:: EXCERPTED PASSAGE ::
[Start of section]
Friday, August 12, 2016

Happy Hell!

Hi, guys!

                I know, it's been a long time. I'm going to try to make myself post once a week from here on out. Had a baby back in March, and life's been hectic off and on ever since.

  The topic has been Calvinism and its assertion-essence gaps. Last post, I talked about Calvinism's problem of asserting evangelism while fundamentally making it not only unnecessary, but counterproductive.

  This time we'll be discussing Hell.

  In Calvinism, God is the only real decider of human destiny. He chooses who gets into Heaven and who does not. (Now, whether he acts actively or not in the case of someone going to Hell is nearly irrelevant, because ultimately he still decided that they would go there.)

  Happy Hell, everybody!

Does this sound like an oximoron to anyone else?

God is perfect and righteous and holy and just. His desires are perfect and righteous and holy and just. So how should we form our desires? How do we know what we should want and what should please us? Well, whatever pleases a perfectly holy, perfectly righteous, perfectly just God shares the aforementioned attributes, so if we want our desires to be holy, righteous, perfect and just, then logically, we should want what God wants.

Calvinism claims that God wants people to go to Hell, and them being there makes him happy. His desires and thoughts are perfect, righteous, holy and just – so if we think and desire the same thing, are our thoughts and desires also perfect, righteous, holy and just?

Calvinism would say no, but logically, the answer is yes. Truth is truth. Morality is morality. For God to be honest is morally identical to Man being honest. For God to fulfil a promise is morally identical to Man fulfilling a promise. What makes God just is just the same as what makes a man just – obeying and enforcing law. What makes God righteous is just the same as what makes a man righteous – unwavering adherance to moral law. When God expresses mercy, it is morally identical to when Man expresses mercy. The only exception that Calvinism attempts to make is the case of the concept of selective regeneration, unconditional election, irresistible grace and the like – concepts almost exclusive to Calvinism (and doctrines that are extremely similar). This is critically inconsistent.
[End of section]
Natural-language object grounding data
[Start of section]
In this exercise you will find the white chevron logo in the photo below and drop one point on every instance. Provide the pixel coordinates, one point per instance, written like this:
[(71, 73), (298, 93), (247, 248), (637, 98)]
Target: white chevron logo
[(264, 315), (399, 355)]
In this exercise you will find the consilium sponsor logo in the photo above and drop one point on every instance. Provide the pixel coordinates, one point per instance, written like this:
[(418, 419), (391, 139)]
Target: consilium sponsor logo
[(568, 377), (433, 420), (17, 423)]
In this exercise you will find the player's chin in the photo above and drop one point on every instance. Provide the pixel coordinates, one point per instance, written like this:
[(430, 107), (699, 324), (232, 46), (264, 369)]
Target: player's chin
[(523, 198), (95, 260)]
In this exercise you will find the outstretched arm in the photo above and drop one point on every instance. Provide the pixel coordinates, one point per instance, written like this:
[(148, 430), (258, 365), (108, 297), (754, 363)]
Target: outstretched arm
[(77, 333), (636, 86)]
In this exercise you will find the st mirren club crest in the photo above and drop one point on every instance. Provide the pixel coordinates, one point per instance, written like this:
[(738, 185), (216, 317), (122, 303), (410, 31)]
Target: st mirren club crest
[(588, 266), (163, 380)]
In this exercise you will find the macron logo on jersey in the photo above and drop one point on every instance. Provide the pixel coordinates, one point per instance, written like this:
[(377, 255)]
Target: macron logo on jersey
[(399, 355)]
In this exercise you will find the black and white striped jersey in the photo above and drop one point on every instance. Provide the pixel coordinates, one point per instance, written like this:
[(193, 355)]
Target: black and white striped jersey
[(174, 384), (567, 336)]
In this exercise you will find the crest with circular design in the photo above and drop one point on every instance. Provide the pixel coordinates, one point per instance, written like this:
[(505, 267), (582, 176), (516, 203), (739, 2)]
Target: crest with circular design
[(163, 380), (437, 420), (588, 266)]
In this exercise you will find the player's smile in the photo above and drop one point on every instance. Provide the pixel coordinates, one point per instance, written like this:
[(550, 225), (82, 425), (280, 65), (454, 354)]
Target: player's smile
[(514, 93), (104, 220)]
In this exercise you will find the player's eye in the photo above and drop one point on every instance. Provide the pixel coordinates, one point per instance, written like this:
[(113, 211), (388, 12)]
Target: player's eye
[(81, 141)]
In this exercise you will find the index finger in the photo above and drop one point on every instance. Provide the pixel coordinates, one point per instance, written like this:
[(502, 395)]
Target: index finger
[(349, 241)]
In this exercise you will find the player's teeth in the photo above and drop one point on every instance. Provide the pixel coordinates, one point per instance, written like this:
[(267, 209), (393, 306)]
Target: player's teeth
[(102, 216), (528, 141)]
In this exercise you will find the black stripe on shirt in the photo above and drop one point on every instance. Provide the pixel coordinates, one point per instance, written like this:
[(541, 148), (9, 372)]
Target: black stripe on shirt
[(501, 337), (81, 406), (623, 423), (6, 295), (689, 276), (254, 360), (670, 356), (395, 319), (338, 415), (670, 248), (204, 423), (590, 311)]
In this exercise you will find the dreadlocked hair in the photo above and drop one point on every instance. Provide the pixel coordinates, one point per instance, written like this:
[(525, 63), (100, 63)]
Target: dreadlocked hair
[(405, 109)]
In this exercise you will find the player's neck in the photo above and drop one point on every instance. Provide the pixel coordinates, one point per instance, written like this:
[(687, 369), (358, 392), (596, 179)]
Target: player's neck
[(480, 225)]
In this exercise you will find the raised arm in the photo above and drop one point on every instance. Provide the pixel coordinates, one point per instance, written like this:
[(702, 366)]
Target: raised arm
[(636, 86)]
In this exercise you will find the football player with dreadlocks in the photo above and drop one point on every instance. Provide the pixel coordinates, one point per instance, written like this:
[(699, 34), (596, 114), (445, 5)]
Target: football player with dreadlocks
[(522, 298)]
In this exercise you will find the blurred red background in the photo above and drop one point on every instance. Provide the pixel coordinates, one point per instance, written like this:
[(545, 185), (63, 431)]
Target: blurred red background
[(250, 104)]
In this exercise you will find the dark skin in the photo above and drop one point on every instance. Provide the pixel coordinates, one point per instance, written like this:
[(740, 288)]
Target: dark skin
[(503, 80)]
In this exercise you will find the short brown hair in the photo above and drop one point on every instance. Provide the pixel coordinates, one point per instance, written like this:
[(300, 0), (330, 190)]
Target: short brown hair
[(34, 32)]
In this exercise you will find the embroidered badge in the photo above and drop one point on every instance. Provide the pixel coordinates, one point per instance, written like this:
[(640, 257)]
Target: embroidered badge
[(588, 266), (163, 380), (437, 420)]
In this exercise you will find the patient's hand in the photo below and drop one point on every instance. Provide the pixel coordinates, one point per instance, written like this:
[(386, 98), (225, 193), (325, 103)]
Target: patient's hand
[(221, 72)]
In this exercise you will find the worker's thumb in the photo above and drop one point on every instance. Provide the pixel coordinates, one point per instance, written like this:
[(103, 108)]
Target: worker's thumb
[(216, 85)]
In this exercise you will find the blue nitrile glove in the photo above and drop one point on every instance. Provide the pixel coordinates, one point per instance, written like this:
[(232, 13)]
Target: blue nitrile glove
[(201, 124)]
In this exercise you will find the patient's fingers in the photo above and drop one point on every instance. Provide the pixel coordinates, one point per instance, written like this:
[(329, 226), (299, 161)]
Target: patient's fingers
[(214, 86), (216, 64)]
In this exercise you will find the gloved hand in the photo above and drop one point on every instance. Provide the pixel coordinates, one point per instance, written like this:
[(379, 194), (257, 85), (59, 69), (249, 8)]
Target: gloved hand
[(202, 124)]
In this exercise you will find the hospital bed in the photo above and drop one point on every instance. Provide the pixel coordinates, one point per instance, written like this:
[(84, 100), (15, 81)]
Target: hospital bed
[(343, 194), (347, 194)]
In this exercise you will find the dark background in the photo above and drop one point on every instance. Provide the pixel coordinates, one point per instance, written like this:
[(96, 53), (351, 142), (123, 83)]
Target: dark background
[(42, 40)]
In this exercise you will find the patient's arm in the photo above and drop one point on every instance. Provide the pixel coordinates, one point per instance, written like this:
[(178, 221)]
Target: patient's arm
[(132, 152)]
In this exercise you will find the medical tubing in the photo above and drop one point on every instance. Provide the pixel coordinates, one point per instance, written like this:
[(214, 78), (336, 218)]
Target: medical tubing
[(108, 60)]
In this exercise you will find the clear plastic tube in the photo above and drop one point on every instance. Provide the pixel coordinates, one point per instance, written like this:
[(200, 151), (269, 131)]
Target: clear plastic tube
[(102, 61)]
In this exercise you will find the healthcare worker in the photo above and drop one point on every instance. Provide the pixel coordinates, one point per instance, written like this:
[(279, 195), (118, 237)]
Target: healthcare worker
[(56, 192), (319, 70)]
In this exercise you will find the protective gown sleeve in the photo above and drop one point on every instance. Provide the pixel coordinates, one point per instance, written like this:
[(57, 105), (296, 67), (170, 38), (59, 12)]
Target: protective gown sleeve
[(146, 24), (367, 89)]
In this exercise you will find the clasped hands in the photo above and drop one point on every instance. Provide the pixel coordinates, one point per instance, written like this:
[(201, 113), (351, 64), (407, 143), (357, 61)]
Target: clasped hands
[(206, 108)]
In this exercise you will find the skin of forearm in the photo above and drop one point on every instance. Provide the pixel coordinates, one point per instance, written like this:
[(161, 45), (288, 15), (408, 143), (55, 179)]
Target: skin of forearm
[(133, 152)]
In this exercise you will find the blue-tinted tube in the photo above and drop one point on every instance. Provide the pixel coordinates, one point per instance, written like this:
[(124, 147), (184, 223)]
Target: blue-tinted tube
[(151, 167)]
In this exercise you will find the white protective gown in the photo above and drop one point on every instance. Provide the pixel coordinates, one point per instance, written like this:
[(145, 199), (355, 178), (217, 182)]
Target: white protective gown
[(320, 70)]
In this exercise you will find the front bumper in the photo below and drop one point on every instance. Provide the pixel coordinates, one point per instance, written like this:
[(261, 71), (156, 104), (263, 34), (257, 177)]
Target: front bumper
[End of section]
:: PROBLEM SET ::
**a)** In the blog post, what happened back in March?
**b)** Copy the blog post between "The topic has" and "be discussing Hell.", inclusive, switching "evangelism" to "outreach".
These records were taken from a different source than the blog post.

:: SOLVED TASKS ::
**a)** The writer had a baby.

**b)**
The topic has been Calvinism and its assertion-essence gaps. Last post, I talked about Calvinism's problem of asserting outreach while fundamentally making it not only unnecessary, but counterproductive.

  This time we'll be discussing Hell.